• _TEXT PROVIDED_

Thursday, 27 November 2008

Re-imagining work - part 1

Cross posted

Conversations
My mother gave up her thesis when my brother and I were born. She found she just couldn't do it. She never got back to it.
Fellow PhD student

A few years after I became a mother, I realised that I don't have a career any more. I just have a job.
Senior HR professional

That break we took in Fiji was so good. It have me a chance to reconnect with my children again.
Senior public servant

People want me to come and talk about work life balance because they think I have solved it. But I haven't. All that has happened is that my husband has taken on the stay-at-home role.
Senior public servant

I really didn't get a chance to do anything until my children were in their teens, and by then it was almost too late. I'm glad I had my children early, even though it was hard going at the time.
School principal

I haven't been able to do any research since my children were born, even though my husband is the person who is working a part time job.
Senior academic

I don't think I'm looking for a career anymore. Interesting work with interesting people will do.
Senior public servant

I think I might see if I can go part time in a few years, down to 80%. I know I will still have to work full time, but at least I won't have to work weekends too.
Young academic

These are all conversations I have had, over the past few years. I can't guarantee that the words are strictly accurate, but they are more-or-less right. I've certainly remembered the spirit of what people have said to me, because the particular sentiments have stuck in my mind. I can remember exactly who it was who said each of those things: there's a real name of a real live woman to go with each of those quotes.



Discussion

I've been engaged in an on-going conversation about work-life balance, with so many people. I virtually always talk to mothers in paid employment about their childcare arrangements, trying to work out what it is that makes paid work viable for them. Some of them have nannies, even when their children are all at school, but then, they feel that they don't really know their children at all. Others have pre-schoolers, so although they regret the lost hours, they haven't yet struck the after-school and school holiday juggle, which is another whole nightmare. Others have found that if they want to parent their children, then they must abandon their careers, or at least, put them on hold. Some women work a shortened year, but not as short as would suit me.

• _PROBLEMS_
[a] Rewrite the listing between the first line and the line holding "[[[80,151],[0,152],[0,242],[76,225]]]", inclusive, putting "traced" wherever "outlined" appears and changing nothing else. Leave the picture out of your version.
[b] Carry on the blog post about mothers balancing paid work and family life, picking up right after its final sentence.

• _INPUT_

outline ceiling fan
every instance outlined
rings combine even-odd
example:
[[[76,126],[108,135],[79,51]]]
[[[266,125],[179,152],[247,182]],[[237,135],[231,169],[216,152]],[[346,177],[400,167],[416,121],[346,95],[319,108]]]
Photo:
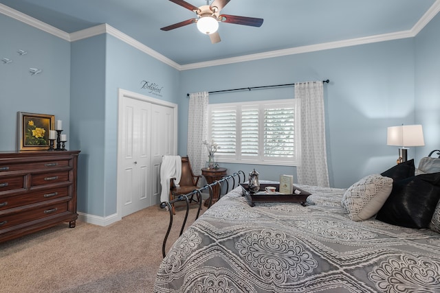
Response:
[[[219,35],[219,32],[217,32],[219,22],[250,25],[253,27],[261,27],[263,24],[263,19],[220,14],[220,11],[230,0],[214,0],[210,5],[209,5],[209,0],[206,0],[206,5],[200,7],[194,6],[184,0],[170,1],[195,12],[197,17],[162,27],[161,30],[168,31],[195,23],[201,32],[209,36],[212,44],[219,43],[221,40],[220,35]]]

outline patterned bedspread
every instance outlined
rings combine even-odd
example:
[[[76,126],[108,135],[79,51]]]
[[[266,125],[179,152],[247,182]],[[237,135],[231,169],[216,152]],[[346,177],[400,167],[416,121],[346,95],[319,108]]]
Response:
[[[440,292],[440,234],[353,222],[344,189],[298,187],[307,207],[223,196],[173,244],[155,292]]]

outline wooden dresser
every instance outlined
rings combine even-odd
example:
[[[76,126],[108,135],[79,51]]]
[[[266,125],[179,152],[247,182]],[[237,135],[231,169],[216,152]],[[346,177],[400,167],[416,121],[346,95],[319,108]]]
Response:
[[[80,151],[0,152],[0,242],[76,225]]]

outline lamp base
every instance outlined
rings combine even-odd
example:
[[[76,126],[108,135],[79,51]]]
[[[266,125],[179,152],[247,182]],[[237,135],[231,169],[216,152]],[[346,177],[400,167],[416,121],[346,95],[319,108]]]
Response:
[[[397,164],[406,162],[408,161],[408,149],[405,148],[399,148],[399,159]]]

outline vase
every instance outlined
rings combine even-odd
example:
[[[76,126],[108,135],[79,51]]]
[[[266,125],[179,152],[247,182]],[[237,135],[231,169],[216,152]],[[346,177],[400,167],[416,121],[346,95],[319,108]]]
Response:
[[[214,155],[208,156],[208,169],[214,169],[214,166],[215,165],[215,162],[214,161]]]

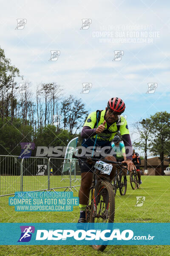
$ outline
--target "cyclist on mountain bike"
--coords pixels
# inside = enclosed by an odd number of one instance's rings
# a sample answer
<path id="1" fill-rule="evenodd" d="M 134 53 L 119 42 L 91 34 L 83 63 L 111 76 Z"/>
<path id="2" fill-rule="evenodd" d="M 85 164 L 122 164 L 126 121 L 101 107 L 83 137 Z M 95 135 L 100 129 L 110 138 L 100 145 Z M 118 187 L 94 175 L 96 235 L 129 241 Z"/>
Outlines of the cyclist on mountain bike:
<path id="1" fill-rule="evenodd" d="M 113 143 L 111 145 L 116 155 L 116 159 L 117 162 L 122 162 L 126 160 L 126 155 L 125 151 L 125 145 L 123 143 L 120 142 L 121 140 L 118 135 L 116 135 L 113 140 Z M 124 183 L 126 186 L 127 183 L 126 172 L 124 172 L 125 175 Z"/>
<path id="2" fill-rule="evenodd" d="M 126 148 L 127 160 L 122 163 L 128 165 L 128 169 L 131 171 L 135 169 L 132 162 L 132 147 L 126 119 L 120 115 L 124 112 L 125 105 L 119 98 L 110 99 L 105 110 L 97 111 L 91 113 L 84 125 L 81 134 L 83 139 L 82 145 L 85 148 L 93 148 L 92 157 L 100 158 L 97 147 L 106 147 L 105 153 L 108 155 L 108 159 L 116 161 L 115 156 L 110 154 L 112 151 L 111 142 L 119 130 Z M 96 146 L 96 150 L 94 147 Z M 88 203 L 89 192 L 93 180 L 92 164 L 79 159 L 81 173 L 81 186 L 79 190 L 79 206 L 80 212 L 78 223 L 85 222 L 85 209 Z M 113 167 L 110 175 L 110 179 L 116 174 L 116 169 Z"/>
<path id="3" fill-rule="evenodd" d="M 135 152 L 135 149 L 133 148 L 133 153 L 132 155 L 132 161 L 136 168 L 137 175 L 138 176 L 139 181 L 140 184 L 142 184 L 141 180 L 141 174 L 140 171 L 139 166 L 141 164 L 141 160 L 140 156 L 138 153 Z"/>

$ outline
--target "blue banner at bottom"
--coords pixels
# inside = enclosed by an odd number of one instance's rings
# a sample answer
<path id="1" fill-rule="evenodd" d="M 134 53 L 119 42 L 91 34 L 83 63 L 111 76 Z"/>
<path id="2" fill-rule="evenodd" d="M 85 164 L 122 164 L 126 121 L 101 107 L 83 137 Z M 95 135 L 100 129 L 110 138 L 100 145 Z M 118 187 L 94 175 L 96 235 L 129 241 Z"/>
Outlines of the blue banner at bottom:
<path id="1" fill-rule="evenodd" d="M 170 223 L 0 223 L 0 244 L 170 244 Z"/>

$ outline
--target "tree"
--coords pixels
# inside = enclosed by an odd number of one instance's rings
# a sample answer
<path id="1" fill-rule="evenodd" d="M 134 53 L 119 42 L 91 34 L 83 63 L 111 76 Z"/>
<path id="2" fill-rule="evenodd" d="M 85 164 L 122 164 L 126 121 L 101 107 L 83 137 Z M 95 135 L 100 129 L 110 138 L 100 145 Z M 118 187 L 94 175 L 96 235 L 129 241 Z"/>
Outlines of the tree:
<path id="1" fill-rule="evenodd" d="M 11 114 L 12 115 L 11 121 L 12 123 L 13 118 L 13 99 L 16 89 L 18 88 L 15 80 L 16 77 L 20 76 L 19 70 L 11 64 L 11 60 L 6 57 L 4 50 L 0 48 L 0 115 L 2 120 L 5 115 L 6 120 L 10 105 Z"/>
<path id="2" fill-rule="evenodd" d="M 84 122 L 84 116 L 88 112 L 85 110 L 85 104 L 81 102 L 81 99 L 74 99 L 71 105 L 68 119 L 68 126 L 71 135 L 73 134 L 74 128 L 76 128 L 74 134 L 76 134 L 78 129 Z"/>
<path id="3" fill-rule="evenodd" d="M 157 112 L 150 116 L 152 138 L 151 151 L 154 155 L 159 154 L 161 175 L 164 175 L 164 154 L 169 154 L 170 140 L 170 113 Z"/>
<path id="4" fill-rule="evenodd" d="M 138 121 L 135 123 L 133 127 L 136 128 L 135 132 L 139 137 L 133 144 L 135 147 L 142 149 L 144 152 L 144 170 L 147 169 L 147 150 L 149 149 L 150 143 L 149 142 L 149 139 L 151 132 L 150 120 L 149 118 L 143 119 L 142 121 Z"/>

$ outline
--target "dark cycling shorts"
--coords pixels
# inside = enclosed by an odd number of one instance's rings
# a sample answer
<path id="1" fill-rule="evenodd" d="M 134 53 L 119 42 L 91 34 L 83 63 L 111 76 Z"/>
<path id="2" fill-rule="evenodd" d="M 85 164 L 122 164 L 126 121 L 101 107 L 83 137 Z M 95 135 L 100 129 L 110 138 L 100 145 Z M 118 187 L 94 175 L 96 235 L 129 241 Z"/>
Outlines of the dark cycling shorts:
<path id="1" fill-rule="evenodd" d="M 136 164 L 135 166 L 136 168 L 136 170 L 139 170 L 140 171 L 140 167 L 139 167 L 139 166 L 138 165 L 138 164 Z"/>

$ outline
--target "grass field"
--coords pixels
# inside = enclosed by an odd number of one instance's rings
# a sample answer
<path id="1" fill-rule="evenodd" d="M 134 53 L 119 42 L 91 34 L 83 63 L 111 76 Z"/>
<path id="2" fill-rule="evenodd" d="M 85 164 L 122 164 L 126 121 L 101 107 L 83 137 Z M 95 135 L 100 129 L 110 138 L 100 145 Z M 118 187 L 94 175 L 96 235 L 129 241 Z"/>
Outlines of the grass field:
<path id="1" fill-rule="evenodd" d="M 128 177 L 125 196 L 117 192 L 115 198 L 115 222 L 169 222 L 170 215 L 170 176 L 142 176 L 139 189 L 133 190 Z M 62 190 L 61 190 L 62 191 Z M 74 192 L 74 195 L 78 192 Z M 135 207 L 136 196 L 145 197 L 143 206 Z M 0 198 L 1 222 L 76 222 L 78 207 L 67 212 L 17 212 L 8 205 L 8 196 Z M 170 256 L 169 246 L 110 245 L 103 252 L 97 252 L 91 246 L 71 245 L 1 245 L 0 255 L 34 256 Z"/>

• _PER-TASK ANSWERS_
[a]
outline ceiling fan
every instance traced
rings combine even-odd
example:
[[[76,126],[108,135],[79,51]]]
[[[266,125],[179,152],[247,182]],[[237,135],[231,169],[216,152]],[[346,177],[400,167],[416,121],[346,95],[319,108]]]
Photo:
Response:
[[[219,35],[219,32],[217,32],[219,22],[250,25],[253,27],[261,27],[263,24],[263,19],[220,14],[220,11],[230,0],[214,0],[210,5],[209,5],[209,0],[206,0],[206,5],[200,7],[194,6],[184,0],[170,1],[195,12],[197,17],[162,27],[161,30],[168,31],[195,23],[201,32],[209,36],[212,44],[219,43],[221,40],[220,35]]]

outline patterned bedspread
every instance traced
rings combine even-odd
example:
[[[76,126],[108,135],[79,51]]]
[[[266,125],[179,152],[247,182]],[[237,135],[231,169],[216,152]],[[346,177],[400,167],[416,121],[346,95],[319,108]]]
Response:
[[[440,292],[440,234],[353,222],[344,189],[298,187],[307,207],[223,196],[173,244],[155,292]]]

outline wooden dresser
every instance traced
rings combine even-odd
example:
[[[76,126],[108,135],[79,51]]]
[[[266,125],[179,152],[247,182]],[[237,135],[231,169],[216,152]],[[346,177],[400,167],[416,121],[346,95],[319,108]]]
Response:
[[[80,151],[0,152],[0,242],[76,225]]]

[b]
My own chequered employment career is testament to an on-going struggle with work-life balance. I've worked in business, in the academy, and in the public service, and nowhere have I been able to find balance. Business bored me, at least at the low level I was working at. The academy was poisonous, for reasons, some to do with me, some to do with the particular institution at the particular time I was working there, some to do with the nature of academic work in general, some to do with my discipline. The public service was rather better, at least in my unit, where my single, childless, male boss (go figure!) made a big effort to create an environment where parents could work part time, and flexibly. Nevertheless, that is the environment where I heard one woman talking about reconnecting with her kids, and where Mr Strange Land and I became convinced that we needed a wife. The fact is, I have been able to find no solution to the problem of ensuring that my children are cared for, and loved, and parented, and nurturing my own career, and me. If I pursue a career, my children suffer; if I leave paid employment, then not only do I go quietly mad ('tho Mr Strange Land likes to point out that it ain't so quiet), but in the longer term, I may lose out, and so too may our daughters.

Of all the childcare/parenting/working possibilities, the shortened year is the one that would work best for me. I'm starting to think that my ideal job (NB: job, not career), is 20 hours per week, in school term time. But that means there's no management track for me. (And yes, I really would like to run something, some day.)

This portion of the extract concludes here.